* **Set problem**
Please recast the records below as a Markdown table with the columns Row and Line, giving each line its own numbered row. Skip blank lines, and leave the pictures out.

* **Raw records**
<<<<

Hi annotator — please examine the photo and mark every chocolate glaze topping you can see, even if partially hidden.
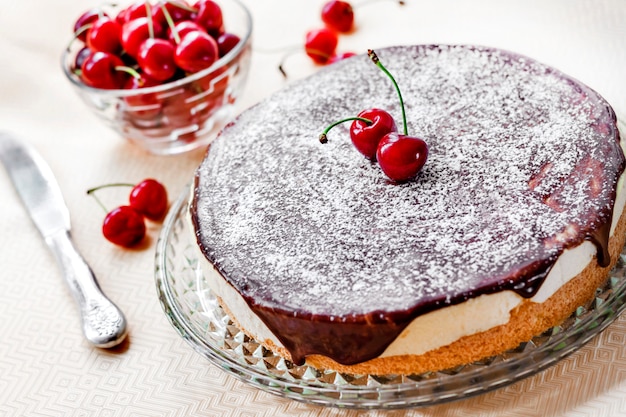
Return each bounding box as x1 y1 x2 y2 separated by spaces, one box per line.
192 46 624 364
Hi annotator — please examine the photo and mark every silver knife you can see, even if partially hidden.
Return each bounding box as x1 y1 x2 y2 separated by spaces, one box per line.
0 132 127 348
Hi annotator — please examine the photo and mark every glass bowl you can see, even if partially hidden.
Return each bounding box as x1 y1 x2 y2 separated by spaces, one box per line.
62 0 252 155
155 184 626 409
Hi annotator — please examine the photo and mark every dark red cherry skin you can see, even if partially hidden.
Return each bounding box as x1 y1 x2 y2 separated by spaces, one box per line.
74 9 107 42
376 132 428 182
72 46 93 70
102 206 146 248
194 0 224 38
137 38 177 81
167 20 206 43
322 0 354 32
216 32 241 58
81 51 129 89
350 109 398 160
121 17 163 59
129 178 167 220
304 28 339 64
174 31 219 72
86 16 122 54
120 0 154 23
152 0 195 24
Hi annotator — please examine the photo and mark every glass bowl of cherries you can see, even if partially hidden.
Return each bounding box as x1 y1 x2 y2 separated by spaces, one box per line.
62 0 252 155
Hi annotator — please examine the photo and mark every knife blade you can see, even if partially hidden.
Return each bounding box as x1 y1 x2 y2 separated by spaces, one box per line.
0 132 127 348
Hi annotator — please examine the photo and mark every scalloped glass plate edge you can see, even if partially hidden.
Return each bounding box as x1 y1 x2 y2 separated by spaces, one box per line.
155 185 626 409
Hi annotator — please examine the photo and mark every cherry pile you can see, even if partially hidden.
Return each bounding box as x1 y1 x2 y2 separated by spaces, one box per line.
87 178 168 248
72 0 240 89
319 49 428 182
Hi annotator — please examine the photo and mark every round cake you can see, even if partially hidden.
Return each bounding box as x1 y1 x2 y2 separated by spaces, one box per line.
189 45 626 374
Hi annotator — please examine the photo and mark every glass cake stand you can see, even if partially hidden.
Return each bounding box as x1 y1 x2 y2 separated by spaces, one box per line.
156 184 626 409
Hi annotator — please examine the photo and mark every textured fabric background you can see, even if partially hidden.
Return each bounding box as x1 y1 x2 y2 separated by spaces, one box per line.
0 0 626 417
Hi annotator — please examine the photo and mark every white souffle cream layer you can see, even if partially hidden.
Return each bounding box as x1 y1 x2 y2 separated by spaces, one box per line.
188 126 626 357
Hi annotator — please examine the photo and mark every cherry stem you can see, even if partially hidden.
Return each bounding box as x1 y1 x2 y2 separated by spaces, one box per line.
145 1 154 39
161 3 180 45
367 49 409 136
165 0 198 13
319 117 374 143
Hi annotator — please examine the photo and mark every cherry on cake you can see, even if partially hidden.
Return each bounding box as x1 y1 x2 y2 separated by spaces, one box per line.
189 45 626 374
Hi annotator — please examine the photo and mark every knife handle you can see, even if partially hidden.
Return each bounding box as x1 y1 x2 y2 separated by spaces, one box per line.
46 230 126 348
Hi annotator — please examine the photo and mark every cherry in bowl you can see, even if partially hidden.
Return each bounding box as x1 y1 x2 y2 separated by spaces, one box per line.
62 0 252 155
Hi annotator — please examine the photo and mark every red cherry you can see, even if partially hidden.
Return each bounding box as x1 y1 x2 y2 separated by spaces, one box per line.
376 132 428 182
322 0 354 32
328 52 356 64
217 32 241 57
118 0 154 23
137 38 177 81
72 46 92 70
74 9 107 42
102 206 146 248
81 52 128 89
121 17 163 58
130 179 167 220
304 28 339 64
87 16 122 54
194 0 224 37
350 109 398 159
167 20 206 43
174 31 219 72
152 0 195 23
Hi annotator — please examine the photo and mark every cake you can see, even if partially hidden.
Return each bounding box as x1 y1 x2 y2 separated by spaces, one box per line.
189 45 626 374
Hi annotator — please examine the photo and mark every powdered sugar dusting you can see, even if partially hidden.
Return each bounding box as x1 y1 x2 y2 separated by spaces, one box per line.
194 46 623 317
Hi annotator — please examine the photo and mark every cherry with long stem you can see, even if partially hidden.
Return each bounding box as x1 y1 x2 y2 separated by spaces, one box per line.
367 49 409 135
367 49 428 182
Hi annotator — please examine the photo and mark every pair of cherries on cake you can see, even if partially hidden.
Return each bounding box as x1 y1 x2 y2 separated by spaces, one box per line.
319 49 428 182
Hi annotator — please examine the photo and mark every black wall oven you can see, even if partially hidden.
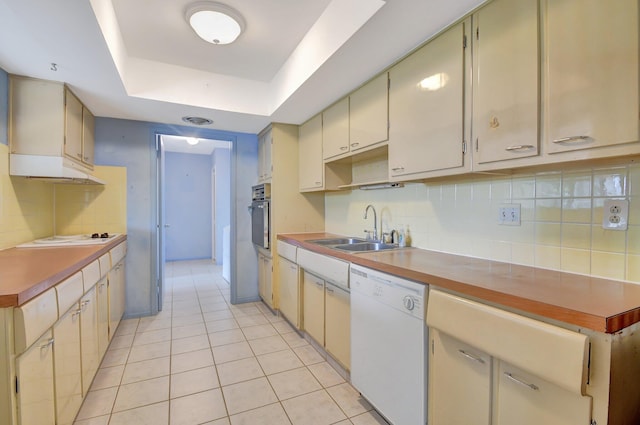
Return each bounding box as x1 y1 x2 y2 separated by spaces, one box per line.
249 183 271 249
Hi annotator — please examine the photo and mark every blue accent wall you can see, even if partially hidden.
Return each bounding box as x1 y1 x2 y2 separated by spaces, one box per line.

>>>>

* **Answer to the task**
| Row | Line |
|---|---|
| 1 | Hi annotator — please examine the photo and mark every chocolate glaze topping you can see, even if partially hidden. |
| 2 | Return each bounding box as x1 y1 x2 y2 separated by spaces, one box per line. |
| 3 | 192 46 624 364 |
| 4 | Hi annotator — please examine the photo and mark every silver knife you can see, even if partially hidden. |
| 5 | Return each bounding box as x1 y1 x2 y2 separated by spaces, one box per line. |
| 6 | 0 132 127 348 |
| 7 | Hi annotator — please examine the photo and mark every glass bowl you can see, even if partially hidden. |
| 8 | Return each bounding box as x1 y1 x2 y2 separated by spaces, one box per line. |
| 9 | 62 0 252 155 |
| 10 | 155 184 626 409 |
| 11 | Hi annotator — please examine the photo and mark every dark red cherry skin you can see, even if partially hidden. |
| 12 | Return each bounding box as x1 y1 x2 y2 separated by spaces, one box per line. |
| 13 | 74 9 107 42 |
| 14 | 376 132 428 182 |
| 15 | 72 46 93 70 |
| 16 | 102 206 146 248 |
| 17 | 194 0 224 38 |
| 18 | 137 38 177 81 |
| 19 | 167 20 206 43 |
| 20 | 322 0 354 32 |
| 21 | 216 32 241 58 |
| 22 | 81 51 129 89 |
| 23 | 350 109 398 160 |
| 24 | 121 17 163 59 |
| 25 | 129 178 167 220 |
| 26 | 304 28 339 64 |
| 27 | 174 31 219 72 |
| 28 | 86 16 122 54 |
| 29 | 120 0 154 23 |
| 30 | 152 0 195 24 |
| 31 | Hi annotator — please examine the photo and mark every glass bowl of cherries you can see, even if partially hidden. |
| 32 | Return each bounding box as x1 y1 x2 y2 separated by spaces, one box per line. |
| 33 | 62 0 252 155 |
| 34 | Hi annotator — please examine the photo and mark every knife blade you can see, even if partially hidden. |
| 35 | Return each bounding box as x1 y1 x2 y2 separated by spaces, one box per line. |
| 36 | 0 132 127 348 |
| 37 | Hi annotator — please examine the photo and mark every scalloped glass plate edge you can see, even if partially hidden. |
| 38 | Return each bounding box as x1 y1 x2 y2 separated by spaces, one box per line. |
| 39 | 155 185 626 409 |
| 40 | Hi annotator — please examine the photo and mark every cherry pile you can see, even if partially hidden. |
| 41 | Return each bounding box as x1 y1 x2 y2 separated by spaces, one box per line. |
| 42 | 87 178 168 248 |
| 43 | 72 0 240 89 |
| 44 | 319 49 428 182 |
| 45 | Hi annotator — please examine the photo and mark every round cake you can see, even if partially hidden. |
| 46 | Return each bounding box as x1 y1 x2 y2 separated by spaces, one box per line. |
| 47 | 189 45 626 374 |
| 48 | Hi annotator — please examine the photo and mark every glass cake stand you can see, even if partially hidden. |
| 49 | Return each bounding box as x1 y1 x2 y2 separated by spaces, one box per line. |
| 50 | 156 184 626 409 |
| 51 | Hi annotator — please examine the photo and mark every textured fabric background you can see, even if partially hidden. |
| 52 | Return each bounding box as x1 y1 x2 y2 separated by spaces, one box per line. |
| 53 | 0 0 626 417 |
| 54 | Hi annotator — please examine the photo and mark every white souffle cream layer you can see, even if partially hidden. |
| 55 | Return each bounding box as x1 y1 x2 y2 separated by spaces, one box per line. |
| 56 | 188 126 626 357 |
| 57 | Hi annotator — please examine the photo and mark every cherry stem you can see, even if partially hidden. |
| 58 | Return each bounding box as x1 y1 x2 y2 separated by spaces, one box per line. |
| 59 | 145 1 154 39 |
| 60 | 161 3 180 45 |
| 61 | 367 49 409 136 |
| 62 | 165 0 198 13 |
| 63 | 319 117 374 143 |
| 64 | Hi annotator — please examine the photo and mark every cherry on cake you can see, even if partially hidden. |
| 65 | Return each bounding box as x1 y1 x2 y2 separated by spaces, one box per line. |
| 66 | 189 45 626 374 |
| 67 | Hi annotator — please examine the photo and mark every knife handle you can see, even if partially hidden. |
| 68 | Return each bounding box as x1 y1 x2 y2 separated by spaces, one box per line. |
| 69 | 46 230 126 348 |
| 70 | Hi annotator — please examine the photo and mark every cherry in bowl you can see, even if partially hidden. |
| 71 | Return each bounding box as x1 y1 x2 y2 separated by spaces, one box per line. |
| 72 | 62 0 252 155 |
| 73 | Hi annotator — please examine the photo and mark every red cherry you can see, even if partially hidden. |
| 74 | Return each bounding box as x1 y1 x2 y2 separated by spaces, one box per line. |
| 75 | 376 132 428 182 |
| 76 | 322 0 354 32 |
| 77 | 328 52 356 64 |
| 78 | 217 32 241 57 |
| 79 | 118 0 154 23 |
| 80 | 137 38 177 81 |
| 81 | 72 46 92 70 |
| 82 | 74 9 107 42 |
| 83 | 102 206 146 248 |
| 84 | 81 52 128 89 |
| 85 | 121 17 163 58 |
| 86 | 130 179 167 220 |
| 87 | 304 28 339 64 |
| 88 | 87 16 122 54 |
| 89 | 194 0 224 37 |
| 90 | 350 109 398 159 |
| 91 | 167 20 206 43 |
| 92 | 174 31 219 72 |
| 93 | 152 0 195 23 |
| 94 | Hi annotator — please examine the photo and mark every cake you can see, even if partially hidden. |
| 95 | Return each bounding box as x1 y1 x2 y2 separated by spaces, one box per line. |
| 96 | 189 45 626 374 |
| 97 | Hi annotator — please examine the photo and mark every powdered sugar dusting you can see, even if partially hidden. |
| 98 | Return each bounding box as x1 y1 x2 y2 separated by spaces, one box per line. |
| 99 | 194 46 623 317 |
| 100 | Hi annotator — please examine the photo and mark every cherry with long stem you can see, even if partially hidden. |
| 101 | Return each bounding box as x1 y1 x2 y2 separated by spaces, one box per line. |
| 102 | 367 49 409 135 |
| 103 | 367 49 428 182 |
| 104 | Hi annotator — please examine the photo and mark every pair of cherries on cake you can see, even if partially hidden. |
| 105 | Return each bounding box as x1 y1 x2 y2 separated by spaces, one box per line. |
| 106 | 319 49 428 182 |
| 107 | Hi annotator — please examine the photo and mark every black wall oven you can see, even if partially hidden. |
| 108 | Return each bounding box as x1 y1 x2 y2 separated by spaces, one box per line. |
| 109 | 249 183 271 249 |
| 110 | Hi annotator — please examine the photo and mark every blue accent wall you can see, even if partially hidden. |
| 111 | Return each bounding box as x1 y1 x2 y2 separated by spaces, one box per line. |